La mayoría de los primeros horti habían sido creados por aristócratas romanos millonarios que vivieron a finales de la República o durante los reinados de los primeros emperadores, y continuaban llevando el nombre de aquellos primitivos propietarios. Eran los horti Lamiani los que Calígula quería reformar cuando debería haber concentrado su atención en las disputas de los alejandrinos. Se llamaban así por su primer propietario, un amigo del emperador Tiberio, Lucio Elio Lamia. Sin embargo, en la segunda mitad del siglo i e. c., todas las fincas de este tipo habían “caído en manos del emperador”, para usar el eufemismo habitual que lo abarca todo, desde un generoso regalo hasta el robo descarado. A lo largo de este proceso, además del palacio situado en el centro, la ciudad había quedado casi totalmente rodeada por los horti imperiales, que cubrían acres y acres de las mejores propiedades. Puede que hubiera cierto acceso semipúblico a algunas zonas, lo que permitía a la plebe un breve atisbo de zonas verdes y construcciones lujosas. Pero en una ciudad de un millón de habitantes, donde la mayoría vivía hacinada en alojamientos abarrotados o en precarios tugurios, o incluso dormía al raso, la enorme “huella” del emperador en el paisaje urbano era una muestra de su poder.
Los jardines imperiales de recreo eran solo el inicio de una red de residencias que se extendía hasta el golfo de Nápoles y Capri, la isla privada de los emperadores, que aún era más exclusiva de lo que lo es hoy en día. En cierto modo, esto no hacía más que seguir la pauta general de posesión de tierras de la aristocracia. Plinio tenía como mínimo cuatro propiedades rurales además de una casa en Roma. Sin embargo, las posesiones imperiales eran de mayor tamaño y más majestuosas, e iban creciendo a lo largo del tiempo a medida que cada emperador heredaba las propiedades de sus predecesores, aunque el nuevo gobernante siguiera erigiendo nuevas construcciones. Solo en los alrededores de Roma (el actual Lacio), se han llegado a identificar unas treinta residencias imperiales, que empequeñecen incluso la tenencia de tierras de la familia real británica en su máximo apogeo.

- - - -

■ **Objetivo 1**: Indica cada línea de las filas de abajo que contenga la palabra "would" y cópiala entera. Distingue entre mayúsculas y minúsculas.

- - - -

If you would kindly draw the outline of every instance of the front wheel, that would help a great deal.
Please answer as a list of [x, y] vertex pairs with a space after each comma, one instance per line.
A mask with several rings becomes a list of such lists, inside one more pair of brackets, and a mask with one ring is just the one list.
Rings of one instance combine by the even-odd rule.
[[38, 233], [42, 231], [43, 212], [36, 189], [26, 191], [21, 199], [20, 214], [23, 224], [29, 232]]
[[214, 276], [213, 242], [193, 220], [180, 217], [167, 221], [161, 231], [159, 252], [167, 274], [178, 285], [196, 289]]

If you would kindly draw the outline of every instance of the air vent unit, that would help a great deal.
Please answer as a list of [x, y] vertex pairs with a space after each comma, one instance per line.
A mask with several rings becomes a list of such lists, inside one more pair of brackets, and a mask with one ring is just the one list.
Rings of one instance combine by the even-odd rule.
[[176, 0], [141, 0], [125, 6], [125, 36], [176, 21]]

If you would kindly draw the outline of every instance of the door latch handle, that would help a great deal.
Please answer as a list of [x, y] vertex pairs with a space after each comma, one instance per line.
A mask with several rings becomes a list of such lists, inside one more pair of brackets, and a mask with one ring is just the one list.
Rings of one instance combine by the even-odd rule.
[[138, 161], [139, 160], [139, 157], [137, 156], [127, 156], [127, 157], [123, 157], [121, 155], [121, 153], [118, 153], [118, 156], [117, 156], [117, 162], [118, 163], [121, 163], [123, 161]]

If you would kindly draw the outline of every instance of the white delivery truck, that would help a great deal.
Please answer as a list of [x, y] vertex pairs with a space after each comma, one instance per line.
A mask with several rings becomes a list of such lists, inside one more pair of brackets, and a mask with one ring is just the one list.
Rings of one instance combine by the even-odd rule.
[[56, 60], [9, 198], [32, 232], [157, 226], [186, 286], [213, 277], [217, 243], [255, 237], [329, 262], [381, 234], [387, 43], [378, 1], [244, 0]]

- - - -

■ **Objetivo 2**: Transcribe un fragmento del texto sobre los jardines imperiales de Roma: empieza en las palabras "Los jardines imperiales" y detente después de "su máximo apogeo.".

■ **Respuesta del ejercicio 1**:
If you would kindly draw the outline of every instance of the front wheel, that would help a great deal.
If you would kindly draw the outline of every instance of the air vent unit, that would help a great deal.
If you would kindly draw the outline of every instance of the door latch handle, that would help a great deal.
If you would kindly draw the outline of every instance of the white delivery truck, that would help a great deal.

■ **Respuesta del ejercicio 2**:
Los jardines imperiales de recreo eran solo el inicio de una red de residencias que se extendía hasta el golfo de Nápoles y Capri, la isla privada de los emperadores, que aún era más exclusiva de lo que lo es hoy en día. En cierto modo, esto no hacía más que seguir la pauta general de posesión de tierras de la aristocracia. Plinio tenía como mínimo cuatro propiedades rurales además de una casa en Roma. Sin embargo, las posesiones imperiales eran de mayor tamaño y más majestuosas, e iban creciendo a lo largo del tiempo a medida que cada emperador heredaba las propiedades de sus predecesores, aunque el nuevo gobernante siguiera erigiendo nuevas construcciones. Solo en los alrededores de Roma (el actual Lacio), se han llegado a identificar unas treinta residencias imperiales, que empequeñecen incluso la tenencia de tierras de la familia real británica en su máximo apogeo.